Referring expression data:

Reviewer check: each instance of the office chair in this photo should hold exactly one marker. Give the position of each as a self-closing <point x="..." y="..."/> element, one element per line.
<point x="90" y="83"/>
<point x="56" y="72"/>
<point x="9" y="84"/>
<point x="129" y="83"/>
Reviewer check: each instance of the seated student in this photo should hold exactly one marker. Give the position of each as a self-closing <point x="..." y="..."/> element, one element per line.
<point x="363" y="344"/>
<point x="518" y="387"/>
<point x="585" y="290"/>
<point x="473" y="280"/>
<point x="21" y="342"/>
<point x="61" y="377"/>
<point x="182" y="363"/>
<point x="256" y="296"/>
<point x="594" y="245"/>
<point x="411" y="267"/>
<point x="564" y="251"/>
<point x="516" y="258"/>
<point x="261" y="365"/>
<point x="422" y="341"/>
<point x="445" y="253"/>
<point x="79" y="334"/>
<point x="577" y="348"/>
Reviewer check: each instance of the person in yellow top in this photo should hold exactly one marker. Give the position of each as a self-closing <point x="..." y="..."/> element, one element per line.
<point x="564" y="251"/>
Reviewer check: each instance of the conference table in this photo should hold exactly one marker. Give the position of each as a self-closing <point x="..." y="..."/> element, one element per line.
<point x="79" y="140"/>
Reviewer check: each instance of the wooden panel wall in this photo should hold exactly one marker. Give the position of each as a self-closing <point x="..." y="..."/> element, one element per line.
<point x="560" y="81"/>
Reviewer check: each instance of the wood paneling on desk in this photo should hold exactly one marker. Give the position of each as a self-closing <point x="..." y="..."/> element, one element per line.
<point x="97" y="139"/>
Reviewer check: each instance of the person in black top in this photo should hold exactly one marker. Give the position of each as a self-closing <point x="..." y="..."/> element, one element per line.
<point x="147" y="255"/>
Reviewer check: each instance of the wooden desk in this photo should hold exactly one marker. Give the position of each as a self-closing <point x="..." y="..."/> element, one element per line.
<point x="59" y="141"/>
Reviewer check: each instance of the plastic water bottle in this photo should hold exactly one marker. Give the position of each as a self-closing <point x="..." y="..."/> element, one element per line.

(EXERCISE INSTRUCTIONS) Each entry needs to be copied out exactly.

(EXERCISE RESPONSE)
Reviewer check: each instance of the office chair in this photo should hold exactly one marker. Give the position of each as a self-closing <point x="..." y="..."/> element, one element per line.
<point x="90" y="83"/>
<point x="56" y="72"/>
<point x="9" y="84"/>
<point x="129" y="83"/>
Reviewer check: each instance of the seated student in this photo should hold exactly one marker. Give the position of each as a self-closing <point x="..." y="..."/> element, one element per line.
<point x="363" y="344"/>
<point x="518" y="387"/>
<point x="585" y="290"/>
<point x="473" y="280"/>
<point x="21" y="342"/>
<point x="61" y="377"/>
<point x="182" y="363"/>
<point x="256" y="296"/>
<point x="594" y="245"/>
<point x="411" y="267"/>
<point x="564" y="251"/>
<point x="516" y="258"/>
<point x="261" y="365"/>
<point x="422" y="341"/>
<point x="445" y="253"/>
<point x="79" y="334"/>
<point x="577" y="348"/>
Reviewer check: each instance of the person in yellow top in this photo should hold exactly one marker. Give the position of each as a self-closing <point x="..." y="..."/> element, one element per line.
<point x="564" y="251"/>
Reviewer check: each instance of the conference table in this photo should hold exactly one marker. Give the position of each as a self-closing <point x="..." y="..."/> element, one element per line.
<point x="79" y="140"/>
Reviewer check: each instance of the wooden panel wall in this photo should hold exactly one marker. Give the position of each as a self-closing <point x="..." y="..."/> element, one element per line.
<point x="560" y="81"/>
Reviewer check: each instance of the wood paneling on desk in this photo should hold exactly one marker. Give the position of each as a self-closing <point x="..." y="..."/> element, one element per line.
<point x="97" y="139"/>
Reviewer check: each instance of the person in black top in this photo should hold exactly one marker. Give the position of each as a self-closing <point x="..." y="..."/> element, one element per line.
<point x="147" y="255"/>
Reviewer check: each instance of the wooden desk in this photo should hold exactly one marker. Give the position of each as a self-closing <point x="..." y="..."/> element, one element per line.
<point x="59" y="141"/>
Reviewer check: each instance of the plastic water bottle in this photo should hold exactly one marker. Give the position of each as a self-closing <point x="..." y="..."/> element, one element per line.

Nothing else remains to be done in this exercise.